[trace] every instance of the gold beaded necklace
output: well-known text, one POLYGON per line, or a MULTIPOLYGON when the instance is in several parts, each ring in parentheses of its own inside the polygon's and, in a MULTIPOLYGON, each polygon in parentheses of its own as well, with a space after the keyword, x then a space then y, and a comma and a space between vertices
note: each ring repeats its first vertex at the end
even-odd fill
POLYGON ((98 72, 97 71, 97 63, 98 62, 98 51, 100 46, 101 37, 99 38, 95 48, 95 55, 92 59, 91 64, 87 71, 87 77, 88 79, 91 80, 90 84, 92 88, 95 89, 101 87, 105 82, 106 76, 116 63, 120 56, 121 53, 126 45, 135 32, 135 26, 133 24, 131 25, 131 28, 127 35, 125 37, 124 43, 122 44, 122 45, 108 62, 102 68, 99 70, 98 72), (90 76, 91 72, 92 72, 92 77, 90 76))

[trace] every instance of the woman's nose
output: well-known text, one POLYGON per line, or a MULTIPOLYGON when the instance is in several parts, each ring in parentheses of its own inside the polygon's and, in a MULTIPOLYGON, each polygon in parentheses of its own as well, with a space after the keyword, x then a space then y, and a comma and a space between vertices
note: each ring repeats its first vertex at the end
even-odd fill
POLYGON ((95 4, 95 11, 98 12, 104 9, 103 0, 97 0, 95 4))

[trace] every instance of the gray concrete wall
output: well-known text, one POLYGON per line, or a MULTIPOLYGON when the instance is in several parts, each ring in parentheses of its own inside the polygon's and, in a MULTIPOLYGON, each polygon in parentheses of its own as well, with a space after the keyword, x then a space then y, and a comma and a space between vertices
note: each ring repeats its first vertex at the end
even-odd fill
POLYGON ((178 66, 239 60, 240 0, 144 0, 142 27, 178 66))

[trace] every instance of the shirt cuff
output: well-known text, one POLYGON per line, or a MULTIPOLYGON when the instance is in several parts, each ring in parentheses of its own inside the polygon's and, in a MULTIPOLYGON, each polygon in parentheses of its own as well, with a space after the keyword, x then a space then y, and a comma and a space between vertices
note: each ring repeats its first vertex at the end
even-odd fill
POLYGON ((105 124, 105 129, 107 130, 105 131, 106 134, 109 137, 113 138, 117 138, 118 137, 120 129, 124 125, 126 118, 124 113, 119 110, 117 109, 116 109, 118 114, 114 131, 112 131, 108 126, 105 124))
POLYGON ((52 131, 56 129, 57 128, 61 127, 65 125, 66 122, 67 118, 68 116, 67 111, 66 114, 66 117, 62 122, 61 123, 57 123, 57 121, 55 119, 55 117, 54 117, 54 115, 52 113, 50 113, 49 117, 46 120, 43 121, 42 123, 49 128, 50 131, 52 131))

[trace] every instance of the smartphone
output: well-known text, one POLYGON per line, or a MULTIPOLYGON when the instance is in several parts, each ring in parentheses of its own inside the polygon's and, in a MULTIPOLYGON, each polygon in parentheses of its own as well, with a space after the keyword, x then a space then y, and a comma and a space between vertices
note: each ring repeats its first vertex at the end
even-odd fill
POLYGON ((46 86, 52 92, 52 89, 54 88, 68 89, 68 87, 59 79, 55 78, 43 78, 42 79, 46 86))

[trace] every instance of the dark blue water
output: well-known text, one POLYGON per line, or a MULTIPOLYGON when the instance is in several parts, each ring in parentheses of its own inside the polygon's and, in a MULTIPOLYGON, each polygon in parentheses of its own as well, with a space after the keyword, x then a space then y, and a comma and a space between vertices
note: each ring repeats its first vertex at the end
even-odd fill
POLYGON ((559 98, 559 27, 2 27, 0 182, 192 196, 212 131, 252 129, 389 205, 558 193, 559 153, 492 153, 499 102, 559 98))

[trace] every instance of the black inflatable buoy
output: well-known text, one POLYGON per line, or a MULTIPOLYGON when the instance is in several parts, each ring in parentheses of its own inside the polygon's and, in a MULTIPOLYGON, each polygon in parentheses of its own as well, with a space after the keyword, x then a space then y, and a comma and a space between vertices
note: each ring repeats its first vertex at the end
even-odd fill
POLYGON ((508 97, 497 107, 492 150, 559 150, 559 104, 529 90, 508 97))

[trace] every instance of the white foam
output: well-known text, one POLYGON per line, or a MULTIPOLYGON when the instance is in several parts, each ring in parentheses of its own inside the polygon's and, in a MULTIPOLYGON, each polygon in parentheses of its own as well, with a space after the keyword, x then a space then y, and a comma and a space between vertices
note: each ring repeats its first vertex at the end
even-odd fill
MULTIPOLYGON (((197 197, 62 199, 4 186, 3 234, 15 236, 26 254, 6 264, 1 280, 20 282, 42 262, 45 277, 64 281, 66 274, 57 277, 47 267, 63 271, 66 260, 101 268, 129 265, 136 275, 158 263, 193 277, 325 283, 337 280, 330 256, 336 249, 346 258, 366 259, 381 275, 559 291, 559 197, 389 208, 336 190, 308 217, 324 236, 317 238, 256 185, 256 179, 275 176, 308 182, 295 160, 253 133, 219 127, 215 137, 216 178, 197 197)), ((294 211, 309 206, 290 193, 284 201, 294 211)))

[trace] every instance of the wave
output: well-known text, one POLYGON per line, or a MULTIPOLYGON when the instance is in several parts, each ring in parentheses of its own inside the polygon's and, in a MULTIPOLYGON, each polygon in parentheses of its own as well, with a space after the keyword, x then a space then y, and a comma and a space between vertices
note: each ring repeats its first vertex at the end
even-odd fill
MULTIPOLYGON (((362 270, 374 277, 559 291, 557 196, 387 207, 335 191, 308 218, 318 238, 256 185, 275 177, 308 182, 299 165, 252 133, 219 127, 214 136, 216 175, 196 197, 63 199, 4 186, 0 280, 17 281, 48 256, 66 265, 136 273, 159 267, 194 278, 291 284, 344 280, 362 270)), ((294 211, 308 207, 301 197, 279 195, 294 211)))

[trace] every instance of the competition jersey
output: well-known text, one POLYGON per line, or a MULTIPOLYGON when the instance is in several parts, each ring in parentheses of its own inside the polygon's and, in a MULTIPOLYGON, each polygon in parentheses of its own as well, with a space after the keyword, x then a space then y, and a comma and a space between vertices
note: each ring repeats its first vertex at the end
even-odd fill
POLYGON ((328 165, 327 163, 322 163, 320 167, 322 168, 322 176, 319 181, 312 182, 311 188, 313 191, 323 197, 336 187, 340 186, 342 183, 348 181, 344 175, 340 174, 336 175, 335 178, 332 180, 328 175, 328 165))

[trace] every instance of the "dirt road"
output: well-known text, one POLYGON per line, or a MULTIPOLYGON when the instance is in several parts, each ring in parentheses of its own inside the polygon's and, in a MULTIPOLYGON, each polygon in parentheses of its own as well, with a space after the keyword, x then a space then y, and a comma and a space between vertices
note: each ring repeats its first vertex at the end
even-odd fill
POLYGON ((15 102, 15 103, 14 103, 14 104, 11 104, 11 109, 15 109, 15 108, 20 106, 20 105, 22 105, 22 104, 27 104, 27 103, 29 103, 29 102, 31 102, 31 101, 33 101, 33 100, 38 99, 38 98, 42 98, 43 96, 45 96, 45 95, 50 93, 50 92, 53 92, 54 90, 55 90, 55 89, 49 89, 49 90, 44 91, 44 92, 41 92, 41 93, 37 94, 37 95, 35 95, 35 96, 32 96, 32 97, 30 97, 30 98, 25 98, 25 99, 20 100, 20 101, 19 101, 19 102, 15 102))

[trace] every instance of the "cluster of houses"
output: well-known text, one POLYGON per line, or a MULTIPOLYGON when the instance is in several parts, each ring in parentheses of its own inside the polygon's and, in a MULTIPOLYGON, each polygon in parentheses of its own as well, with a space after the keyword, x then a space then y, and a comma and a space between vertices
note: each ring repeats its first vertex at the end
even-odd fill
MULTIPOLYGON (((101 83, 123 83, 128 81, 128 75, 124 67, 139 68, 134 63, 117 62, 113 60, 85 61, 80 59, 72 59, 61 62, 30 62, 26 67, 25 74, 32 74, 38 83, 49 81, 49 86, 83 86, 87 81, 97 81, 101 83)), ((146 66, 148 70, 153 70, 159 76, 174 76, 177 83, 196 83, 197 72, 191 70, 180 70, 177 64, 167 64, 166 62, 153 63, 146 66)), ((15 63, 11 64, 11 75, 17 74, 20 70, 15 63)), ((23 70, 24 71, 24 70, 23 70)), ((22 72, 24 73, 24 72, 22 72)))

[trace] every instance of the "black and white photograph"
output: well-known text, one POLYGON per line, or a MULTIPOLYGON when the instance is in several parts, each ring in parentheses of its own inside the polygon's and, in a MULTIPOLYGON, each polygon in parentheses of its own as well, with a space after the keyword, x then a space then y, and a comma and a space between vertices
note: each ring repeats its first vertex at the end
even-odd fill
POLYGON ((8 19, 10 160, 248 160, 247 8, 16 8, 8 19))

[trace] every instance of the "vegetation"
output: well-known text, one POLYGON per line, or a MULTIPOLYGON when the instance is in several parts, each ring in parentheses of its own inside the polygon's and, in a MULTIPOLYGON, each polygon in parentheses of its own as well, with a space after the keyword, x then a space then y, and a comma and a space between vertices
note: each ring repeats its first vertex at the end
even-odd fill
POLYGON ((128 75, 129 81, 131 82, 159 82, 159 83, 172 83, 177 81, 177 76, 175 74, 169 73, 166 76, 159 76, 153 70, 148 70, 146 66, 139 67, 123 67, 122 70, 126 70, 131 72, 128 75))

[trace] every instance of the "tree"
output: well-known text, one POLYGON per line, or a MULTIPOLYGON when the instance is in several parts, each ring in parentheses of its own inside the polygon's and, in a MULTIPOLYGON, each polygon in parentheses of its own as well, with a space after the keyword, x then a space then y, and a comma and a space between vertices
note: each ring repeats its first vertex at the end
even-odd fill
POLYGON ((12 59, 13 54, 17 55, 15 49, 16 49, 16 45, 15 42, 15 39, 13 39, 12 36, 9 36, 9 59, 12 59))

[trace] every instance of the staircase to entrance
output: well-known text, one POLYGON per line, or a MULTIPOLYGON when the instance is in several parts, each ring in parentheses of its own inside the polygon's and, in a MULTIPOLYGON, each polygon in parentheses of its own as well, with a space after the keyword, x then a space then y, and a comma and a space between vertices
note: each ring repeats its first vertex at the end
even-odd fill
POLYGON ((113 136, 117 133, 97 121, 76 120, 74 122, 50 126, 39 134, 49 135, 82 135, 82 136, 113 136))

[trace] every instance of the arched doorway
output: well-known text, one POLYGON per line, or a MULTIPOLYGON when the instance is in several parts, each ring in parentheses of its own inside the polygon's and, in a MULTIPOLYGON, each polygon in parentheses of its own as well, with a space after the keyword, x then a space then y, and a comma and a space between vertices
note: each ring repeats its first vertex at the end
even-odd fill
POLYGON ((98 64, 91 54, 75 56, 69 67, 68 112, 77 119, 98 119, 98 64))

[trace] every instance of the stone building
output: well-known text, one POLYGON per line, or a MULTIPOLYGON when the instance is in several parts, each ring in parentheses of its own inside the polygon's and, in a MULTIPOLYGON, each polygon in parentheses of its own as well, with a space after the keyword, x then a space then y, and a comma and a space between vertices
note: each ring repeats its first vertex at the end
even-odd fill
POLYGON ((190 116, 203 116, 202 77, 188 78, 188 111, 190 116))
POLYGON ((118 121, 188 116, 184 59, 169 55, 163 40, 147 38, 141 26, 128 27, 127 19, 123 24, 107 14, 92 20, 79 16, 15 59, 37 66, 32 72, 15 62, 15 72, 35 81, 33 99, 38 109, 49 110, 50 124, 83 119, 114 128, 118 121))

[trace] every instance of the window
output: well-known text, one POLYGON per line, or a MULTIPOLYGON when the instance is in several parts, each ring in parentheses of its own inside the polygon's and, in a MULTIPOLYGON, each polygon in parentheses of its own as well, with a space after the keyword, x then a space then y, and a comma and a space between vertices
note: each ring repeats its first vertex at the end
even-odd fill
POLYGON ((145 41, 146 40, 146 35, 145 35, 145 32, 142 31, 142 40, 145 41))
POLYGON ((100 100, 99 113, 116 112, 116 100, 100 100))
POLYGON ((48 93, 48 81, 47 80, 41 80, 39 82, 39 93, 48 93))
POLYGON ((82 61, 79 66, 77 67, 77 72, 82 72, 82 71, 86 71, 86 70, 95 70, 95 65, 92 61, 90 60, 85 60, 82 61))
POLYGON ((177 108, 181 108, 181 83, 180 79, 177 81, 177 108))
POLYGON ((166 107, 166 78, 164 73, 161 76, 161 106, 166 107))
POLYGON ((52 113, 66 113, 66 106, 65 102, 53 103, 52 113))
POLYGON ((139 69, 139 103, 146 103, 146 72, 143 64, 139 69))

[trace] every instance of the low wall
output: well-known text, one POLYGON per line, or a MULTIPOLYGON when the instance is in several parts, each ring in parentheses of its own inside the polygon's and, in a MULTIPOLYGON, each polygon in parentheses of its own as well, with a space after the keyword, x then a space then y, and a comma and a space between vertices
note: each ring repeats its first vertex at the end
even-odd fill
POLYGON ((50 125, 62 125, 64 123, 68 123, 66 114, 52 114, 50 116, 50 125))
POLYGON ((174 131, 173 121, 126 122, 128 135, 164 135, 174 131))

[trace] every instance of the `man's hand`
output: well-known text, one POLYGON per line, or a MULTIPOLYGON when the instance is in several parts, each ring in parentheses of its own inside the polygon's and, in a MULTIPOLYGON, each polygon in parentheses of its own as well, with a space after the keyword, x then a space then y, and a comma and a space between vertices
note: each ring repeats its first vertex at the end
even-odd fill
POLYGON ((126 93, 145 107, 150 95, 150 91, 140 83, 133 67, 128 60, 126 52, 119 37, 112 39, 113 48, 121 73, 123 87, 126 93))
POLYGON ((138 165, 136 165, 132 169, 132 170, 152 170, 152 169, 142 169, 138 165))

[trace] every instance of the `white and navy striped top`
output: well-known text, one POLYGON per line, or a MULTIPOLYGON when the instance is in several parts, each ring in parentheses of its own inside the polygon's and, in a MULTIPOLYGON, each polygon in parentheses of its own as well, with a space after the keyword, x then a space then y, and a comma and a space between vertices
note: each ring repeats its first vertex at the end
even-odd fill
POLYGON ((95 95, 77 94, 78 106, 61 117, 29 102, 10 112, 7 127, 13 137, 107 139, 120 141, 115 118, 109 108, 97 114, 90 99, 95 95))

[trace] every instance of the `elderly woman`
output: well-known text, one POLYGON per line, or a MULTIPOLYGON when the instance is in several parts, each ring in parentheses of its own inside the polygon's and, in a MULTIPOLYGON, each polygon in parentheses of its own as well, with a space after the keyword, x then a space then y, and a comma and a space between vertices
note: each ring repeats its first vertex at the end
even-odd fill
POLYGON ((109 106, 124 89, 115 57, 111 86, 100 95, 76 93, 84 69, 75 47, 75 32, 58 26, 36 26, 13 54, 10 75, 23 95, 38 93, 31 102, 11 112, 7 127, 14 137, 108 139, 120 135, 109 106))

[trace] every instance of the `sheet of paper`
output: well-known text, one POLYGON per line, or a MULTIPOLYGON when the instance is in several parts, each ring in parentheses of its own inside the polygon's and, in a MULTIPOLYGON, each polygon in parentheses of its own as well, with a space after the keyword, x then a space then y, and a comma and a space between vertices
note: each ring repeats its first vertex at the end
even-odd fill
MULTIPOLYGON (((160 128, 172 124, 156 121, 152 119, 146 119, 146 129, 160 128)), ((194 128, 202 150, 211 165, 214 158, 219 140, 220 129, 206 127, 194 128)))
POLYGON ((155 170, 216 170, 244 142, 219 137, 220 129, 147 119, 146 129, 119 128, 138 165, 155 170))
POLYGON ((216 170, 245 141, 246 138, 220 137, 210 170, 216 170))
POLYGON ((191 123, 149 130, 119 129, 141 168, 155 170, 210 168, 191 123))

DIRECTIONS: Update everything from the line containing "[trace] every instance of the stone building" down to the line containing "POLYGON ((139 69, 139", putting "nonzero fill" wherever "even-odd fill" appears and changing nothing else. Give only those lines.

THE SOLUTION:
[trace] every instance of the stone building
output: well-known text, one POLYGON per line, or a MULTIPOLYGON when the instance is in several parts, each ring in parentheses of its own inside the polygon's and, in a MULTIPOLYGON, each polygon in parentheses of its own as well, with a space after the keyword, x then a space then y, and a comma and a space between vertices
note: each ring repeats its first vertex at the end
nonzero fill
POLYGON ((190 116, 203 116, 202 77, 188 78, 188 111, 190 116))
POLYGON ((118 121, 188 116, 184 59, 169 55, 163 40, 147 38, 141 26, 128 27, 127 19, 123 24, 107 14, 92 20, 79 16, 15 59, 37 66, 32 72, 15 62, 15 72, 35 81, 33 99, 38 109, 49 110, 50 124, 83 119, 114 128, 118 121))

[trace] every instance of the window
output: well-known text, one POLYGON per line, or a MULTIPOLYGON when the instance is in several parts, each ring in parentheses of its own inside the polygon's and, in a MULTIPOLYGON, each polygon in parentheses of its own as well, with a space after the keyword, x then a space then y, and a comma and a space between vertices
note: each ring repeats its first vertex at the end
nonzero fill
POLYGON ((145 41, 146 40, 146 35, 145 35, 145 32, 142 31, 142 40, 145 41))
POLYGON ((100 100, 99 113, 116 112, 116 100, 100 100))
POLYGON ((48 93, 48 81, 47 80, 41 80, 39 82, 39 93, 48 93))
POLYGON ((82 61, 79 66, 77 67, 77 72, 82 72, 82 71, 86 71, 86 70, 95 70, 95 65, 92 61, 90 60, 85 60, 82 61))
POLYGON ((177 108, 181 108, 181 83, 180 79, 177 81, 177 108))
POLYGON ((166 107, 166 78, 164 73, 161 76, 161 106, 166 107))
POLYGON ((52 113, 66 113, 66 106, 65 102, 53 103, 52 113))
POLYGON ((139 69, 139 103, 146 103, 146 72, 143 64, 139 69))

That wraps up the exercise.